§ READING PASSAGE:
— START —
With the relevant rights established, the Court must ask whether the rights were clearly established at the time of their alleged violation, i.e., whether the rights were sufficiently clear that a reasonable official would understand that what he is doing violates those rights. Peroza-Benitez v. Smith, 994 F.3d 157, 165 (3d Cir. 2021).

The first right is not clearly established. While the Third Circuit has acknowledged a right to record “police officers conducting official police activity in public areas[,]” that right is “not absolute” and may not be protected if “a person's recording interferes with police activity[.]” Fields v. City of Philadelphia, 862 F.3d 353, 360 (3d Cir. 2017). The activity here interfered with official police activity, and Ms. Dumas does not point to, and this Court cannot find, an analogous case to support the idea that she had a First Amendment right to film officers in a manner that impeded their efforts to restore order. See Fleck v. Trs. of Univ. of Pa., 995 F.Supp.2d 390, 408 (E.D. Pa. 2014) (“there was then no clearly-established First Amendment right in our Circuit to film police activity where, as here, the plaintiffs actively impeded efforts to restore public order[]” and refused to comply with police directives, which officer “took as a threat”).

The Court reaches the same conclusion for the second right. True, there is a clearly established right under the Fourth Amendment to be free from excessive force. E.g., Precois v. Dilollo, No. 13-6279, 2015 WL 8513561, at *3 (D.N.J. Dec. 10, 2015). But that framing isn't particularized enough. Sholtis v. City of Pittsburgh, No. 2:19332, 2021 WL 5144432, at *8 (W.D. Pa. Nov. 4, 2021) (Stickman, J.). The specific right at issue is the right to be free from non-deadly force when the individual interferes with and impedes an officer's ability to disperse a crowd pursuant to his official duty, ignores his commands, raises her arm in a threatening manner, and resists arrest, and Ms. Dumas hasn't provided (and the Court cannot otherwise find) caselaw clearly establishing that right. The closest that Ms. Dumas gets is Sholtis v. City of Pittsburgh. ECF 62, p. 28. This Court defined the right in that case as “the right of an individual not to be tased when he is not suspected of a serious crime, he does not pose an immediate threat, and he is not actively resisting arrest.” Sholtis, 2021 WL 5144432, at *8. Simply reading that language shows that Sholtis is not relevant to Ms. Dumas's case.
— END —
§ RECORDS SHOWN:
— START —
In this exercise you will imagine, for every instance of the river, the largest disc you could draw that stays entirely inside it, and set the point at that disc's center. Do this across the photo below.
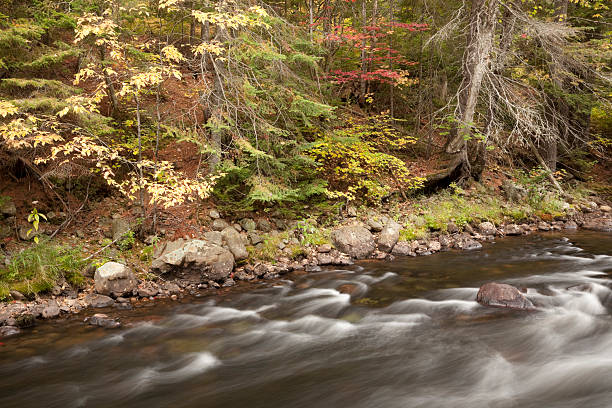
(406, 333)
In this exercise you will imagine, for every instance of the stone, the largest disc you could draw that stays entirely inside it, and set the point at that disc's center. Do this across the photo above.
(264, 225)
(25, 320)
(513, 229)
(5, 231)
(389, 236)
(119, 227)
(452, 228)
(487, 228)
(7, 207)
(98, 301)
(102, 320)
(214, 237)
(598, 225)
(248, 224)
(375, 226)
(211, 262)
(114, 279)
(50, 311)
(147, 289)
(354, 240)
(254, 237)
(6, 331)
(235, 244)
(16, 295)
(324, 248)
(544, 226)
(570, 225)
(219, 224)
(501, 295)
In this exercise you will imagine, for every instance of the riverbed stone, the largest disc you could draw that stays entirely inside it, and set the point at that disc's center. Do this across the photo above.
(487, 228)
(7, 331)
(495, 294)
(354, 240)
(102, 320)
(235, 244)
(219, 224)
(389, 236)
(114, 279)
(98, 301)
(513, 229)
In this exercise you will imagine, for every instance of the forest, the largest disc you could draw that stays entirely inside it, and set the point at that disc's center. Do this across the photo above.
(125, 125)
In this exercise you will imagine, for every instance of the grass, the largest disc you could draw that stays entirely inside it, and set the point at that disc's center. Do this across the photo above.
(40, 267)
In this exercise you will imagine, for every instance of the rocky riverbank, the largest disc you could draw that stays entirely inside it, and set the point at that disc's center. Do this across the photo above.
(220, 257)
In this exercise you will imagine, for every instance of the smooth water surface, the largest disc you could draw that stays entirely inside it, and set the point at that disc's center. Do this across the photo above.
(403, 334)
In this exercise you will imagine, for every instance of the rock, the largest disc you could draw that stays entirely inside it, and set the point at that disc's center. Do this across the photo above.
(97, 301)
(513, 192)
(147, 289)
(6, 331)
(25, 320)
(28, 233)
(219, 224)
(234, 243)
(570, 225)
(248, 224)
(544, 226)
(214, 237)
(209, 261)
(114, 279)
(264, 225)
(501, 295)
(102, 320)
(389, 236)
(324, 248)
(5, 231)
(487, 228)
(119, 227)
(7, 207)
(254, 237)
(452, 228)
(598, 225)
(403, 248)
(434, 246)
(50, 311)
(375, 226)
(354, 240)
(16, 295)
(512, 229)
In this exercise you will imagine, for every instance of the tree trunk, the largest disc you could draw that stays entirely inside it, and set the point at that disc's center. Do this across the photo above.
(476, 63)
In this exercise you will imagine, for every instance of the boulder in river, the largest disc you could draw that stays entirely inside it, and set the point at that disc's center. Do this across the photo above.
(495, 294)
(389, 236)
(354, 240)
(114, 279)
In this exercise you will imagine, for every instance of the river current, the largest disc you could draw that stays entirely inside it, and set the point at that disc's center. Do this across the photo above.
(406, 333)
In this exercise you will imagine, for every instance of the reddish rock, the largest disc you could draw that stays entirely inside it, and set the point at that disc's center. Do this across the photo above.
(501, 295)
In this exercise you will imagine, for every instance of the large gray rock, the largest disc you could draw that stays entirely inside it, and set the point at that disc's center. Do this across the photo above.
(235, 244)
(501, 295)
(114, 279)
(354, 240)
(389, 236)
(487, 228)
(211, 262)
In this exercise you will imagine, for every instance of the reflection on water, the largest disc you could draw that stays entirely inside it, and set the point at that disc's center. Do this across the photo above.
(401, 334)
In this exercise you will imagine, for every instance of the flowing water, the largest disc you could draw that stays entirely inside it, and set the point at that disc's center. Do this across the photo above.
(409, 334)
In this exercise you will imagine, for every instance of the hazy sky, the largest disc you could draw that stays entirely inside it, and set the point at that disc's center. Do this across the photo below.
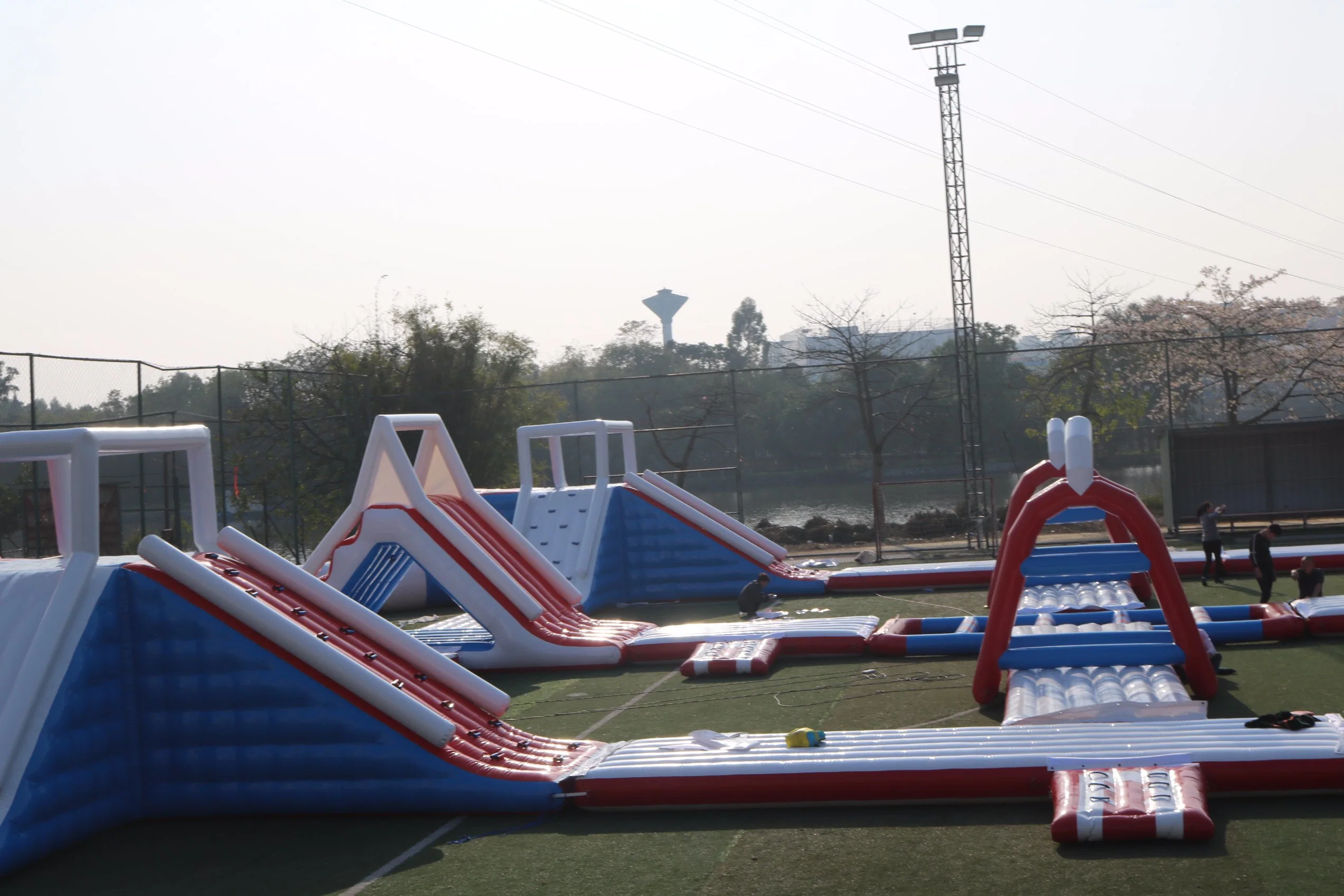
— END —
§ PROBLEMS AND TASKS:
1 > In the legal passage, rewrite the part from "With the relevant" to "(3d Cir. 2021).", changing "reasonable official" to "reasonable officer".
2 > Pull out every row that contains the word "stone", matching case exactly.

§ SOLUTIONS BELOW:
1 >
With the relevant rights established, the Court must ask whether the rights were clearly established at the time of their alleged violation, i.e., whether the rights were sufficiently clear that a reasonable officer would understand that what he is doing violates those rights. Peroza-Benitez v. Smith, 994 F.3d 157, 165 (3d Cir. 2021).

2 >
In this exercise you will imagine, for every instance of the stone, the largest disc you could draw that stays entirely inside it, and set the point at that disc's center. Do this across the photo above.
In this exercise you will imagine, for every instance of the riverbed stone, the largest disc you could draw that stays entirely inside it, and set the point at that disc's center. Do this across the photo above.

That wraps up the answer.